**TO DO**
Search the entries below for "leaf", and copy each line where it appears.
··· GIVEN DATA
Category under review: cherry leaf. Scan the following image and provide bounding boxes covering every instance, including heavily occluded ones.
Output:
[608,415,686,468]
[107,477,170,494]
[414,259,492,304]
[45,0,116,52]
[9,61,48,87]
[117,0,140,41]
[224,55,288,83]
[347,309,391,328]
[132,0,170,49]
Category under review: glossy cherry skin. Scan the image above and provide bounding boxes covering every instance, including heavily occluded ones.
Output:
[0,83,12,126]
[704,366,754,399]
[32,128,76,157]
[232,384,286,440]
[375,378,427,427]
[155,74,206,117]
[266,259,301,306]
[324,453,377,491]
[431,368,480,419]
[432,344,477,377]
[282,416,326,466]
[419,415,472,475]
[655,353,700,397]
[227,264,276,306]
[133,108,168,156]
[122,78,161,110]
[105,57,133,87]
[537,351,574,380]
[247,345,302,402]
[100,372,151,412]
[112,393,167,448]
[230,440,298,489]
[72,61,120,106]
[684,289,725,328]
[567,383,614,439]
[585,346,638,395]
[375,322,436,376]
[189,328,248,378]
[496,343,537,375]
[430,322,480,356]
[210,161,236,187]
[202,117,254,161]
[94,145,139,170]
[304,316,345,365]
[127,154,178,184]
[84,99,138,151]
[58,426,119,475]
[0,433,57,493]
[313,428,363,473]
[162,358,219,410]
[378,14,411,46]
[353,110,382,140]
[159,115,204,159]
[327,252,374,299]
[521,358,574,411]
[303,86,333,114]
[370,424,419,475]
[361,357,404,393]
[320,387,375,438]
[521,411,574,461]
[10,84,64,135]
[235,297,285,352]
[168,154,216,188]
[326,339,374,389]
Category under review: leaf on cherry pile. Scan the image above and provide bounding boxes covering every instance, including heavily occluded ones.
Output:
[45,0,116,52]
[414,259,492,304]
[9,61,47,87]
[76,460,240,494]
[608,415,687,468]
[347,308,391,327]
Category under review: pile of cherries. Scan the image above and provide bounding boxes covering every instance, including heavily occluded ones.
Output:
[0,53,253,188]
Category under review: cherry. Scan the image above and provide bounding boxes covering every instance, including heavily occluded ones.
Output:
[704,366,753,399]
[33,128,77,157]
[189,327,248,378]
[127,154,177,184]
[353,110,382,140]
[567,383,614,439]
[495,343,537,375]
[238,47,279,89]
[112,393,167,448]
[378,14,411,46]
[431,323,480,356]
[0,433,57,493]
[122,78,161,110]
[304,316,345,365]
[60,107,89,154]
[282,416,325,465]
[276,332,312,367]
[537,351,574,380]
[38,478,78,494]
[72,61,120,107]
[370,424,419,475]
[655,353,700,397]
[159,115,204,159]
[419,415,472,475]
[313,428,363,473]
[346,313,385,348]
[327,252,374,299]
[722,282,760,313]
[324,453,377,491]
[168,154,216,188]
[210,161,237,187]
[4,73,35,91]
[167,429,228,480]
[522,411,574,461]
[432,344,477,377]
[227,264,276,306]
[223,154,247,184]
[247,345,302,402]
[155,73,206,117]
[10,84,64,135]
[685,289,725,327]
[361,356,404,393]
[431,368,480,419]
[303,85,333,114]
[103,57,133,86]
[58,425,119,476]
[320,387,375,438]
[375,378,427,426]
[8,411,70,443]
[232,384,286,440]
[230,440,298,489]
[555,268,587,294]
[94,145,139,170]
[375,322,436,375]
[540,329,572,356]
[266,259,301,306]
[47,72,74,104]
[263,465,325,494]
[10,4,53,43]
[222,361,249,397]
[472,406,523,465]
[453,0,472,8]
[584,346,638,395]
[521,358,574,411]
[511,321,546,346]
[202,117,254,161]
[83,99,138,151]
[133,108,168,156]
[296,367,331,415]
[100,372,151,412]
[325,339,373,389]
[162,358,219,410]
······
**YOUR RESPONSE**
Category under review: cherry leaf. Scan the following image and provide bounding boxes covering every instance, including heavily occluded ones.
Category under review: leaf on cherry pile. Scan the image above and provide bounding boxes covering every instance, including heavily occluded ones.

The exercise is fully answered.